===== THE DATA
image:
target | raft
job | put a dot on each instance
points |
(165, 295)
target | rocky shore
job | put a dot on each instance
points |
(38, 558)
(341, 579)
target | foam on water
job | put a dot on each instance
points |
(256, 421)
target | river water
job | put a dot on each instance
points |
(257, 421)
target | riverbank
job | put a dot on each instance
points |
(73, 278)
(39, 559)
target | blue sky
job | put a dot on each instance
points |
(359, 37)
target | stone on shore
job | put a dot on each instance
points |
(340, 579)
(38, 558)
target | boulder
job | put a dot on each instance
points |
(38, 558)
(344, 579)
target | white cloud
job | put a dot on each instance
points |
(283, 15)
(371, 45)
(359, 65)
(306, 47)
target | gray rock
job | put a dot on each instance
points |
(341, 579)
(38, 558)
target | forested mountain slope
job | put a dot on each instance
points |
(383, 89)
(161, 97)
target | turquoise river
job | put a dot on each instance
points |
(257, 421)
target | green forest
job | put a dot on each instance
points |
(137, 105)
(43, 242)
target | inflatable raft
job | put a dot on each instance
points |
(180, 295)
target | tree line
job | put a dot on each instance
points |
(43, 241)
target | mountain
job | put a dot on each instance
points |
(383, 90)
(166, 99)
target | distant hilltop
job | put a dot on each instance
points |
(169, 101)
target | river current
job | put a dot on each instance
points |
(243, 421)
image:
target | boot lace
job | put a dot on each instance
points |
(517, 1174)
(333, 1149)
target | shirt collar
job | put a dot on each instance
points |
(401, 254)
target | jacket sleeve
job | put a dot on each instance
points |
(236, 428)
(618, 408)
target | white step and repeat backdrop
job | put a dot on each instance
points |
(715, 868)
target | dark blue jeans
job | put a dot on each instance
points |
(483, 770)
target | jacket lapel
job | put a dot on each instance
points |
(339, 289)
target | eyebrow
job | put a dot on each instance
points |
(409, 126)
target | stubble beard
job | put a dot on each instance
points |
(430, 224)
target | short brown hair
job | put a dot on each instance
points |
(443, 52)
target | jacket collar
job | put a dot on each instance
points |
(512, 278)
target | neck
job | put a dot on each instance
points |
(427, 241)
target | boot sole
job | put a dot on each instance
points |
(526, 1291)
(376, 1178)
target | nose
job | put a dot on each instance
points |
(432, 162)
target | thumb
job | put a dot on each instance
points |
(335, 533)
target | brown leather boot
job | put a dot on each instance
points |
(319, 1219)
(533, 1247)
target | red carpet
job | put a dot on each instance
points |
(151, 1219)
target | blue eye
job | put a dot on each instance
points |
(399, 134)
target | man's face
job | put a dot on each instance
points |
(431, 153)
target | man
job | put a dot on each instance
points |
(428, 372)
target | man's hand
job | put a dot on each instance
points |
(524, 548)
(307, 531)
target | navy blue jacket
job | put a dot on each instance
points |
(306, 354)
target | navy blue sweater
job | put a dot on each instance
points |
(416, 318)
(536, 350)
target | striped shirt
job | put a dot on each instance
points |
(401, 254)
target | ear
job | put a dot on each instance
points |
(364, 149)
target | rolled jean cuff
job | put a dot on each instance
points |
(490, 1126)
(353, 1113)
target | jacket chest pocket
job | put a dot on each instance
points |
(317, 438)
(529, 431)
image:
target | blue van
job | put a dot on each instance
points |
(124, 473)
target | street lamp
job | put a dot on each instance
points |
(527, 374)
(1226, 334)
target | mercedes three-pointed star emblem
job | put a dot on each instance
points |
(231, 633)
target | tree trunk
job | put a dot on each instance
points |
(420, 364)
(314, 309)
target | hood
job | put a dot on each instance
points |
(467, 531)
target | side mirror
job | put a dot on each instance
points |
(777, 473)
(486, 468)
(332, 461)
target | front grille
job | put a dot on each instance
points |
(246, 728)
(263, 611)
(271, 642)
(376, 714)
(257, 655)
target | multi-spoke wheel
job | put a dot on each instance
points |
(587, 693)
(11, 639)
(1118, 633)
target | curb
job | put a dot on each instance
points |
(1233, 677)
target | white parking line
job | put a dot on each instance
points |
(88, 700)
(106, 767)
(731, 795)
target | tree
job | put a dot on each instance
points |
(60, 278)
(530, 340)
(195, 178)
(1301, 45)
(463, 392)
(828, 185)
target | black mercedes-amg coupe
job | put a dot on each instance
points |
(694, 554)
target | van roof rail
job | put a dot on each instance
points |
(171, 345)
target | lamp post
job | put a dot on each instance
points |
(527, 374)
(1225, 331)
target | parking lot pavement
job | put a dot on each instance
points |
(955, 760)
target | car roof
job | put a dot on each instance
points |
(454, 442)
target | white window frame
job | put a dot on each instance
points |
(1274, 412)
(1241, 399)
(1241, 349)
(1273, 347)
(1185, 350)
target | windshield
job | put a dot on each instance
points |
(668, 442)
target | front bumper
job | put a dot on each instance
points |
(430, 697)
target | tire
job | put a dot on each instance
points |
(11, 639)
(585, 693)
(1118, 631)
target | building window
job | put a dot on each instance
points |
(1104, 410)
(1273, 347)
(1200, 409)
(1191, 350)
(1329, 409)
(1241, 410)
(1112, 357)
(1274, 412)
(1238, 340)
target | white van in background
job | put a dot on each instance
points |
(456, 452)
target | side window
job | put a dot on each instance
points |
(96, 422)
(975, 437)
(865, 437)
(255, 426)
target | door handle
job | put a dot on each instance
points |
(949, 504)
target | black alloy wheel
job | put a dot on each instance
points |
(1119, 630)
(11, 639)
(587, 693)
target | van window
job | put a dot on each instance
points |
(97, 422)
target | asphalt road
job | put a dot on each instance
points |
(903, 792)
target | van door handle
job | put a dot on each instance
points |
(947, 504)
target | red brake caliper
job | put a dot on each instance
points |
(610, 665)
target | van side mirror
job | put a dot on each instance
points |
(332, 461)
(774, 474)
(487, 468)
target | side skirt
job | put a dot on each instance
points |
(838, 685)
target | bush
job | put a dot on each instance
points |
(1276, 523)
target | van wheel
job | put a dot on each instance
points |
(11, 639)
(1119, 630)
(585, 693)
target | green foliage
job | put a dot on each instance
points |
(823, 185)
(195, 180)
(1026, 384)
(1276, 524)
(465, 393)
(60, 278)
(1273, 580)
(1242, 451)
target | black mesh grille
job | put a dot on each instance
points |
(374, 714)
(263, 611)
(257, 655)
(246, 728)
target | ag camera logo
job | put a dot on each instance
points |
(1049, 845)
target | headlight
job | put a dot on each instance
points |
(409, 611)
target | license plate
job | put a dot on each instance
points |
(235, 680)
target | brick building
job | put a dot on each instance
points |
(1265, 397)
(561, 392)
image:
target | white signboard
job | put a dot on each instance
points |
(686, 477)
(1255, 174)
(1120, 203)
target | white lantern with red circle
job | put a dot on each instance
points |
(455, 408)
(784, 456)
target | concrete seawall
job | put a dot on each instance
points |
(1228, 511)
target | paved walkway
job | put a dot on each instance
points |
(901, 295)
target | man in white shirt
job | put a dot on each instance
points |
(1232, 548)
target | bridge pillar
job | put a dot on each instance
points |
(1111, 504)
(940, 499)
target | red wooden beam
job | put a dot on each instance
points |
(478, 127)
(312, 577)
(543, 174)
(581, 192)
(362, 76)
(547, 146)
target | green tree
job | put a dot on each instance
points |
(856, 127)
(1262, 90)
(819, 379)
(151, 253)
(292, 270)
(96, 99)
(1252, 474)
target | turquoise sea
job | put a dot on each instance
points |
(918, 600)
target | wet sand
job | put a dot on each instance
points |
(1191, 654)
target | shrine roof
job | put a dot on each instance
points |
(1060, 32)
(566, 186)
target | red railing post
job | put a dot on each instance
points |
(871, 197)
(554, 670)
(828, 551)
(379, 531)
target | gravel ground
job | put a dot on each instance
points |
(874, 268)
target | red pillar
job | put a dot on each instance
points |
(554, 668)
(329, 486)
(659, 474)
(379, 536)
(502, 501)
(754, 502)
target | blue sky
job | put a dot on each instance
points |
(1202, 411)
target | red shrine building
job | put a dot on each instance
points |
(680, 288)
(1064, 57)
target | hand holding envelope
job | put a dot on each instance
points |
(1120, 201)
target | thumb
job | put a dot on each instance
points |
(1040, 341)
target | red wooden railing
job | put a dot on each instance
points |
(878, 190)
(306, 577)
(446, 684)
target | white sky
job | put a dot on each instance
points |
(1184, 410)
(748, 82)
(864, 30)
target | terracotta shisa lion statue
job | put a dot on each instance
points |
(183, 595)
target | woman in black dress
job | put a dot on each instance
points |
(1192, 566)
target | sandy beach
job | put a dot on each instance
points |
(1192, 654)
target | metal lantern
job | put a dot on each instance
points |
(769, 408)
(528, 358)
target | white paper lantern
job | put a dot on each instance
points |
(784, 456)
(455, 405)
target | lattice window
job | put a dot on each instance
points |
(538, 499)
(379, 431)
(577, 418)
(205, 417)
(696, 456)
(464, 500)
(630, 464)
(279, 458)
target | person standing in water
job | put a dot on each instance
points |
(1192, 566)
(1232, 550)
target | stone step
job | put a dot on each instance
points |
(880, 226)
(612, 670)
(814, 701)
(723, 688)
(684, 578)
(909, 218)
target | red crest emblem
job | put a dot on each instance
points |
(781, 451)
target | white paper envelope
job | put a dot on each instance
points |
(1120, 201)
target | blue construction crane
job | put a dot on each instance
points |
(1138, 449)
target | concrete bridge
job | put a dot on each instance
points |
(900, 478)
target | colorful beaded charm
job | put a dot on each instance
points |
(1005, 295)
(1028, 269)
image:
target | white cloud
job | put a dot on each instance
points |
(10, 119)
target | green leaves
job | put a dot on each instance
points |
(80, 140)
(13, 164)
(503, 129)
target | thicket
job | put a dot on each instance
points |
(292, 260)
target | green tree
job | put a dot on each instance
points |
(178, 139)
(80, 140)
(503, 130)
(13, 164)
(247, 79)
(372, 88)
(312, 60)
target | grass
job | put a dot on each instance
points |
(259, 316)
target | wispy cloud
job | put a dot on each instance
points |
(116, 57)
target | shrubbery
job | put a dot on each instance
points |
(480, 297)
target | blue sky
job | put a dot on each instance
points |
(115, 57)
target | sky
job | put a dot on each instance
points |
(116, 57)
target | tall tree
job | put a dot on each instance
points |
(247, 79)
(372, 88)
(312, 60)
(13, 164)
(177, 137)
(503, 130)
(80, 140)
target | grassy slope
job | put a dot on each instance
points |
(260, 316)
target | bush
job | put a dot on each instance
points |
==========
_AIM OF THE TASK_
Keep only the lines from the one containing "target | green leaves" to the end of the entries, and repeat them exactly.

_WRITTEN RESPONSE_
target | green leaves
job | put a dot on each instance
points |
(80, 140)
(13, 164)
(503, 129)
target | thicket
job | put a dot on each instance
points |
(292, 260)
target | green tree
job | put a dot on each instance
points |
(178, 139)
(80, 140)
(503, 130)
(13, 164)
(247, 79)
(372, 88)
(312, 60)
target | grass
job | put a dot on each instance
points |
(259, 316)
target | wispy cloud
job | put a dot on each instance
points |
(116, 57)
target | shrubbery
job | put a dot on each instance
points |
(480, 297)
target | blue sky
job | put a dot on each instance
points |
(115, 57)
target | sky
job | put a dot on each instance
points |
(116, 57)
target | tall tree
job | put a dot on each instance
points |
(247, 79)
(372, 88)
(312, 60)
(13, 164)
(177, 137)
(503, 130)
(80, 140)
target | grassy slope
job | put a dot on each instance
points |
(260, 316)
target | bush
job | put a dot on each instance
points |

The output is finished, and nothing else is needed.